Only the line with "Query: woman's right hand" and the lines after it, to the end of the data, should appear in the answer, each reproduced exactly.

__Stored items from a collection__:
BEGIN

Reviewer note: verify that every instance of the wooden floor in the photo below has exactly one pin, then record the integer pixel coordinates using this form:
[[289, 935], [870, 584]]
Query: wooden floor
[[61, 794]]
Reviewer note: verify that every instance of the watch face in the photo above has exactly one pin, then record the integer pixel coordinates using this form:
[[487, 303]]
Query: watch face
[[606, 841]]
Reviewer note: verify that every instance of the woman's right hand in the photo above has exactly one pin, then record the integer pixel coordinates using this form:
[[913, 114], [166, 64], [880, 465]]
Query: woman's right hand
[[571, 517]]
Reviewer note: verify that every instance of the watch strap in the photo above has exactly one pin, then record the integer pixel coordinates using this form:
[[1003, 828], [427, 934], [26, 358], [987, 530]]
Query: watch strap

END

__Result below__:
Query: woman's right hand
[[571, 517]]
Reviewer note: verify that every instance of the watch strap in the photo above has exactly one pin, then record the integer pixel coordinates using this form:
[[1003, 828], [427, 934], [26, 358], [987, 530]]
Query: watch strap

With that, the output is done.